━━ KUTIPAN TERPILIH ━━
JAKARTA, Teritorial.com – Kepala Badan Nasional Pengelola Perbatasan (BNPP) yang juga Menteri Dalam Negeri, Tito Karnavian, menilai pengelolaan pengamanan perbatasan perlu menerapkan sistem smart border yang terbagi atas soft border dan hard border.
Dua sistem tersebut perlu diterapkan mengingat kompleksitas pengelolaan dan pengamanan kawasan perbatasan negara yang cukup panjang dan sarana prasarana pengamanannya belum cukup memadai.
Secara geografis, wilayah kedaulatan NKRI merupakan kawasan yang cukup strategis dan merupakan Negara Besar yang berbatasan langsung dengan tiga Negara untuk batas negara darat, 10 negara untuk batas negara laut, memiliki 3.151 KM panjang perbatasan Darat.
━━━
━━ DAFTAR DATA ━━
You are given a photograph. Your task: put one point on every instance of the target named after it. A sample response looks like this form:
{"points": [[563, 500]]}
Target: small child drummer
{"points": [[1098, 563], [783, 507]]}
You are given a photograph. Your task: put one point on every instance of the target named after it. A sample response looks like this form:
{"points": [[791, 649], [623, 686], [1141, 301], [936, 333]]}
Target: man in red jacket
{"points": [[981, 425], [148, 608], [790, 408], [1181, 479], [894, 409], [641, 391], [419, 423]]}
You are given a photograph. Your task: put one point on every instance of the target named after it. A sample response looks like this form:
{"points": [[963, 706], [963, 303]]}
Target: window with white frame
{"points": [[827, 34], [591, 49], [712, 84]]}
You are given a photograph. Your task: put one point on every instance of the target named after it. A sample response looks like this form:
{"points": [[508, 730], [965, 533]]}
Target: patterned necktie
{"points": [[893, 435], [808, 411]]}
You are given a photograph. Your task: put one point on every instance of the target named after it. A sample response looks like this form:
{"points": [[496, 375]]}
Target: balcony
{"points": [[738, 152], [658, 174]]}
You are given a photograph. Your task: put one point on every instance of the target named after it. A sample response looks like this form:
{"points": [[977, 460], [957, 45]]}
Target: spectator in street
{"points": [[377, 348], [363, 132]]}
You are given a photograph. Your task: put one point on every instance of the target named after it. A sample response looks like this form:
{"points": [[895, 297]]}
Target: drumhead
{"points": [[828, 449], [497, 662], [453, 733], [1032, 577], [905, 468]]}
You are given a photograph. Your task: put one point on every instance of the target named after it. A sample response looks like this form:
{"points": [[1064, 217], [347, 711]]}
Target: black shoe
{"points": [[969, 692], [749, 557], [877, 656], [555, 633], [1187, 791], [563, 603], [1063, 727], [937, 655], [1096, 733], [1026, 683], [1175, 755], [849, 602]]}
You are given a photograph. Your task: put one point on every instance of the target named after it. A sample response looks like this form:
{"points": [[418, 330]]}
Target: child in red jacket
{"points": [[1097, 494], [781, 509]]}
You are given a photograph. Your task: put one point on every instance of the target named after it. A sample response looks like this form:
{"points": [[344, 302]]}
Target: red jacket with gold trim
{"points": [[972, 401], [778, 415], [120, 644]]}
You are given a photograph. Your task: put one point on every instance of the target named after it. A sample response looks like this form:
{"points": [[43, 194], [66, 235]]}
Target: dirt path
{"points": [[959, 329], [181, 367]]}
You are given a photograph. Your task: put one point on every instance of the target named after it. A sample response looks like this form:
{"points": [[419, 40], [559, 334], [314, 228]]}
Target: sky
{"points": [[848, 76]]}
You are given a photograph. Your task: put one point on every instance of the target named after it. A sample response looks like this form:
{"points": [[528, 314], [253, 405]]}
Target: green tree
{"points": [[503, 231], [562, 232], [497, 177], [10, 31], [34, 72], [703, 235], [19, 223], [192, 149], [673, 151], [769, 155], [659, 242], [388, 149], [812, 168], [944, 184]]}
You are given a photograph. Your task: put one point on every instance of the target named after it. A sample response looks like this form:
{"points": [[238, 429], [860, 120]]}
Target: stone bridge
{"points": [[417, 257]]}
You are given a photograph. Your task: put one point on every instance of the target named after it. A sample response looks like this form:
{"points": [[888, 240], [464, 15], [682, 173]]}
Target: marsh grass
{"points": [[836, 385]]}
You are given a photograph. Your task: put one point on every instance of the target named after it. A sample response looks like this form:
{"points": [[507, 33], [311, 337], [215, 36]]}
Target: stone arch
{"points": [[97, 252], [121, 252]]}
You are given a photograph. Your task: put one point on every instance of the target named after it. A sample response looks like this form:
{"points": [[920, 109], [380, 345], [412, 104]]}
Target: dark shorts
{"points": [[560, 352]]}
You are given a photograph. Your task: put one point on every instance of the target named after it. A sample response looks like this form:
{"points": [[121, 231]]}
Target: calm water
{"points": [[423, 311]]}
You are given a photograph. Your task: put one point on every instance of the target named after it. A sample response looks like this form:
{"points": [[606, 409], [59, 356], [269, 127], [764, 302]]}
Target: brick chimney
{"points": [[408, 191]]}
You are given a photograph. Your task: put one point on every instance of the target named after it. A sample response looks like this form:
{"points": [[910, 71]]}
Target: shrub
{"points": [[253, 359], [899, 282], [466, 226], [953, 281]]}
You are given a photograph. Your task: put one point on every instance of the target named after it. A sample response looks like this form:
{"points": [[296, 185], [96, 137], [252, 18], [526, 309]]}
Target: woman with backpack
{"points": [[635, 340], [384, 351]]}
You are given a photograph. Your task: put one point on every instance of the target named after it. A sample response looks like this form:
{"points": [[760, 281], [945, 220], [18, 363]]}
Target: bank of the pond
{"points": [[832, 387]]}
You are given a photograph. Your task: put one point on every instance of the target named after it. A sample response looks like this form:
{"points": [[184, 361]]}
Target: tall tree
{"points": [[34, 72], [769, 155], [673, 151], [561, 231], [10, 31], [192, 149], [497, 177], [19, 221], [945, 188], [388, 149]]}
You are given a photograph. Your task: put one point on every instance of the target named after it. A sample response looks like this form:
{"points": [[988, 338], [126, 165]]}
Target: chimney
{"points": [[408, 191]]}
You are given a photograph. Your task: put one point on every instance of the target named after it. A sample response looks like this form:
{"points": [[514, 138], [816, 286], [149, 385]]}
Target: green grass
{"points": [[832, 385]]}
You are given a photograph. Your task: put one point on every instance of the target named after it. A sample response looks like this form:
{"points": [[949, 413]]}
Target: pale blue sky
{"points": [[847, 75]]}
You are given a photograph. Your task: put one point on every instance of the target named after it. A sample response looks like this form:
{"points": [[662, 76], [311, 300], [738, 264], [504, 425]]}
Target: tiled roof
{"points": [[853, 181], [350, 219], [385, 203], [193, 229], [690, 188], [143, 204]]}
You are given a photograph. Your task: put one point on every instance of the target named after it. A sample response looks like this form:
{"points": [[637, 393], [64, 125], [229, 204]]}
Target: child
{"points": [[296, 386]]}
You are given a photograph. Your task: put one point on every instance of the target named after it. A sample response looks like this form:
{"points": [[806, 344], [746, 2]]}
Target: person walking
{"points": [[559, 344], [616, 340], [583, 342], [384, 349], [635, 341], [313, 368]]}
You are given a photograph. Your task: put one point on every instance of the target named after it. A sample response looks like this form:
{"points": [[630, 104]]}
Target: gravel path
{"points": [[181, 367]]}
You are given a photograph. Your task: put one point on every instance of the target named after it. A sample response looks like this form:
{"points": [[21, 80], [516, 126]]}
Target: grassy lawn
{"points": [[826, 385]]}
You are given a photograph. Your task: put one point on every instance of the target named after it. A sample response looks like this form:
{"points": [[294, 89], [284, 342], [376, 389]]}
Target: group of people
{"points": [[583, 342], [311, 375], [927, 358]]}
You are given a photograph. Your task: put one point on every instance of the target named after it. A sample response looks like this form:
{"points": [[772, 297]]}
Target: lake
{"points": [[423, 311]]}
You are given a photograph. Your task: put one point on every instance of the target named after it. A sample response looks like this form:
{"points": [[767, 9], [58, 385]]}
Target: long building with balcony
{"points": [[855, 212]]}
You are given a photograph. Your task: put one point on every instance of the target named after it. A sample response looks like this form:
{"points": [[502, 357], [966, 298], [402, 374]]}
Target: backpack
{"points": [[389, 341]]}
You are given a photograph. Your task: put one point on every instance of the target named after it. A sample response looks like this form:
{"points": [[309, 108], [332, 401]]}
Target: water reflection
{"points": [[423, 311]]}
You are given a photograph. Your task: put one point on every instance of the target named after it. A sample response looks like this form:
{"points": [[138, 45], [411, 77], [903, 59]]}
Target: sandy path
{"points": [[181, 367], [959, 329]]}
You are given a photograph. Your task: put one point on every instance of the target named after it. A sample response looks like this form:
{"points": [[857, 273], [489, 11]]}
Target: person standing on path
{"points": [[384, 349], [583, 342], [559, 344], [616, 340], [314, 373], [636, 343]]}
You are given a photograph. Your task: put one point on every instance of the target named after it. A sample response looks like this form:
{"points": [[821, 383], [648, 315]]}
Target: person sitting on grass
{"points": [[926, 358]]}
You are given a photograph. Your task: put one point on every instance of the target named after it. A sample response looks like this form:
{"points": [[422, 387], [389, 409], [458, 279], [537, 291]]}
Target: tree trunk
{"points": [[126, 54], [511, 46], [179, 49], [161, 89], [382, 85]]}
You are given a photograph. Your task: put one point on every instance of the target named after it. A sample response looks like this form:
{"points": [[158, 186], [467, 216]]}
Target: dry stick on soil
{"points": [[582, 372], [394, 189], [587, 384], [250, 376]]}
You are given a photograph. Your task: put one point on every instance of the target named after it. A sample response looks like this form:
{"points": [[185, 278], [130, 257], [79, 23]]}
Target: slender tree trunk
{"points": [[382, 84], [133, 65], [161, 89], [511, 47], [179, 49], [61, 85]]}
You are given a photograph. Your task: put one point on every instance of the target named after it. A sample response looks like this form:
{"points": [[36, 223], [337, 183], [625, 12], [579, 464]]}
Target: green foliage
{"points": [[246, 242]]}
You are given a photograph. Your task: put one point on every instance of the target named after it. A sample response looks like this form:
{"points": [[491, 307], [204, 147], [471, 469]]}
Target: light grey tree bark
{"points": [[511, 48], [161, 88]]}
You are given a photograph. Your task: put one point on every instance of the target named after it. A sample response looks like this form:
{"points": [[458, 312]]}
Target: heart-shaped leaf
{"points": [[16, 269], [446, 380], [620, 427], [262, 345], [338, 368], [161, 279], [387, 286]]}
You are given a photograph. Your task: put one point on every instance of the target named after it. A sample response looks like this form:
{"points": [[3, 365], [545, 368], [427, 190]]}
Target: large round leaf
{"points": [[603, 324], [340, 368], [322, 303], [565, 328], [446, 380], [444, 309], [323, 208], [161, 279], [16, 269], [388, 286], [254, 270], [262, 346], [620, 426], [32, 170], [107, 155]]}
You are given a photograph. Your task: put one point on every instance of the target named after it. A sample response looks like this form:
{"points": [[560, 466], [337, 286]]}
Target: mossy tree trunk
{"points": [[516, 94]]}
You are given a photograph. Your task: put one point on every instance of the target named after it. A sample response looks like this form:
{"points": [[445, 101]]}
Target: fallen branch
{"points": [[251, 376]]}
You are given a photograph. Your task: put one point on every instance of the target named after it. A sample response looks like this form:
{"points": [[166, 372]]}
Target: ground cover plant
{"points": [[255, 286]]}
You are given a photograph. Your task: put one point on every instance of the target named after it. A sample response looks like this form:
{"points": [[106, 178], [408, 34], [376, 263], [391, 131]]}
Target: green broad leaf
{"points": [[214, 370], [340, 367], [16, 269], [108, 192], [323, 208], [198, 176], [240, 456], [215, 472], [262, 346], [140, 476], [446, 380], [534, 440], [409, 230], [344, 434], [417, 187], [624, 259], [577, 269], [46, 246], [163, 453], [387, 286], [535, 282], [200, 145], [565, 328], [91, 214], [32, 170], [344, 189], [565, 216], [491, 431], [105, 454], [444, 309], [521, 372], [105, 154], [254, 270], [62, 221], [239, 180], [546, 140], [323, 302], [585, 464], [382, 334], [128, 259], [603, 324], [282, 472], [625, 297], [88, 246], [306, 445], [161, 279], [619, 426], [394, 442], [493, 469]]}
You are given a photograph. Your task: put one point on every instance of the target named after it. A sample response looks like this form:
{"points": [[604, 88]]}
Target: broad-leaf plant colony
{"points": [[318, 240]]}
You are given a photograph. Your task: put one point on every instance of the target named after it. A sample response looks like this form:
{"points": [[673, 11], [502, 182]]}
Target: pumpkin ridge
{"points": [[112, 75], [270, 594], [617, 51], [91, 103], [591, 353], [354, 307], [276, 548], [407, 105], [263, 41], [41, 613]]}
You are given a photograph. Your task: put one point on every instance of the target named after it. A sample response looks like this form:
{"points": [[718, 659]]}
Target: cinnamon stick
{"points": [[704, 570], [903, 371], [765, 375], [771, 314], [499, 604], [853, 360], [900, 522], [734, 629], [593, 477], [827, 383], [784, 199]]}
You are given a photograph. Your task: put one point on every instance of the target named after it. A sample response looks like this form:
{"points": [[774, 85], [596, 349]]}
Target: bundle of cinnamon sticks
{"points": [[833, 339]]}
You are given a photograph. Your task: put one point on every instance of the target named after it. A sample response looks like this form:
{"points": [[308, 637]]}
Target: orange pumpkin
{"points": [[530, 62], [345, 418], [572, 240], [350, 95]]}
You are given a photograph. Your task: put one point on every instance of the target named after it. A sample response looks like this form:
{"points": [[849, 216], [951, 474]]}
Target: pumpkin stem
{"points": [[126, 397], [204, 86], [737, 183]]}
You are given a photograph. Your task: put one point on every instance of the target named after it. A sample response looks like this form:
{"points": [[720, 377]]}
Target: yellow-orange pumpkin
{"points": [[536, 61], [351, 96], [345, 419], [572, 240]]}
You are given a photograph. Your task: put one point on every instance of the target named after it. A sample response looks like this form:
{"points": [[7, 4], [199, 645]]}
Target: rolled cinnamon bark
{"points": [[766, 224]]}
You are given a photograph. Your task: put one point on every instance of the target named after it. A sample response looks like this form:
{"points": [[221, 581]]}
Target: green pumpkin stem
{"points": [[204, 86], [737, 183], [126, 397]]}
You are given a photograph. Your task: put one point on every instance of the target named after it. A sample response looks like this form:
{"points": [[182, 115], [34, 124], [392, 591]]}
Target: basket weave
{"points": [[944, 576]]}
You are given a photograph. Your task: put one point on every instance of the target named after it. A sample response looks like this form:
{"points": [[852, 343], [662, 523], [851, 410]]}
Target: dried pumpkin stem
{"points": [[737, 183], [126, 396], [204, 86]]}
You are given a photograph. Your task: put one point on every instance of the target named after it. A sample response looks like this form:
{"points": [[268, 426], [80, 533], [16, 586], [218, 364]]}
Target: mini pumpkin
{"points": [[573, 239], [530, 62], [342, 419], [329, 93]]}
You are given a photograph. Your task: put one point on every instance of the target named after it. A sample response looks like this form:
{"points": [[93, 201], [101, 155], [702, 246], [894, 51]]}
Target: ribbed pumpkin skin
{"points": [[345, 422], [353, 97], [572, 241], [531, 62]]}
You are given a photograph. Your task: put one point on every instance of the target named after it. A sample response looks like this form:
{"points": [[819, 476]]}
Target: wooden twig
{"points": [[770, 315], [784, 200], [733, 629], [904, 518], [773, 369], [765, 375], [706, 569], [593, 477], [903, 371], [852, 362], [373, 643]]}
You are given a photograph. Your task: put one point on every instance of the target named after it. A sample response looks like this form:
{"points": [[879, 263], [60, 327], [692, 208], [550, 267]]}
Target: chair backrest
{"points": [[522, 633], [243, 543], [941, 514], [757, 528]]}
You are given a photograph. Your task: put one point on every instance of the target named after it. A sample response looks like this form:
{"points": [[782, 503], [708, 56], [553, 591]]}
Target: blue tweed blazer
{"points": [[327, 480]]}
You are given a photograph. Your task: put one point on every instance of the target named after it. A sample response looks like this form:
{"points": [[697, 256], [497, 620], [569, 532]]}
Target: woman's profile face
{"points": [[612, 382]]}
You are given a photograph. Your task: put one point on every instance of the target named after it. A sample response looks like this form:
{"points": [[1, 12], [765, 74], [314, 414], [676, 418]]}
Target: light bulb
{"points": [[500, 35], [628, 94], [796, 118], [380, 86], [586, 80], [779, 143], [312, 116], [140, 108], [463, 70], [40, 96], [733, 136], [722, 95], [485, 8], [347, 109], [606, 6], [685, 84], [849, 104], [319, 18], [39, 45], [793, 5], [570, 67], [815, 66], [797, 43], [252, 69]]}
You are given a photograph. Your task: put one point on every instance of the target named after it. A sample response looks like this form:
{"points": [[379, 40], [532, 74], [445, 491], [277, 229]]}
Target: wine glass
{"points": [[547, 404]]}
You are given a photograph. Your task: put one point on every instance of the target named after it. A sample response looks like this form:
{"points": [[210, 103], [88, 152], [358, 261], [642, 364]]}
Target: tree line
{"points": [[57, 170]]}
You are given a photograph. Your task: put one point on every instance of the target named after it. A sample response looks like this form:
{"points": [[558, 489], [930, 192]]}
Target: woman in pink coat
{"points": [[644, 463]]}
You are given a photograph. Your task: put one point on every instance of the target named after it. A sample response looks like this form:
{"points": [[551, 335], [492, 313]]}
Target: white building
━━━
## PERMINTAAN YANG DIBERIKAN 1
Jawab pertanyaan berikut berdasarkan teks tentang pengamanan perbatasan negara:
(a) Sistem smart border terbagi atas apa saja?
(b) Dengan berapa negara wilayah NKRI berbatasan langsung untuk batas negara laut?
(c) Berapa panjang perbatasan darat yang dimiliki?
## PERMINTAAN YANG DIBERIKAN 2
Lanjutkan teks tentang pengamanan perbatasan negara, dimulai setelah kalimat terakhirnya.

## HASIL AKHIR 1
(a) Soft border dan hard border.
(b) 10 negara.
(c) 3.151 KM.

## HASIL AKHIR 2
Untuk batas laut wilayah Indonesia memiliki panjang garis pantai kurang lebih 99.093 KM dan berbatas laut teritorial dengan empat negara yaitu Malaysia, Republic Democratic Timor Leste (RDTL), Papua New Guinea (PNG) dan Singapura. Sedangkan secara Yuridiksi batas laut Indonesai berbatasan dengan sembilan negara yaitu Malaysia, RDTL, PNG, India, Thailand, Vietnam, Filipina, Palau, dan Australia.
Rasio Pengamanan Batas Darat Wilayah Perbatasan Negara saat ini masih belum maksimal dibandingkan Panjang wilayah perbatasan NKRI, yakni 3.151 KM untuk wilayah Darat dan 99.093 KM panjang Garis Pantai. “Sebagai contoh data yang disampaikan oleh Satgas OPS. PAMTAS Yonif Raider 641/BRU tahun 2019, di perbatasan RI-Malaysia di wilayah Kalimantan Barat terdapat 60 titik perlintasan ilegal dan dari laporan Unit
Pengelola PLBN masih banyak jalur-jalur ilegal disekitar PLBN yang menjadi jalur penyelundupan barang-barang ilegal,” kata Menteri Tito dalam sambutannya pada acara Rapat Koordinasi Nasional Pengamanan Perbatasan Negara (Rakornas Pamtas) Tahun 2020 di Hotel Pullman Central Park Podomoro City, Jakarta Barat, Rabu (11/3/2020).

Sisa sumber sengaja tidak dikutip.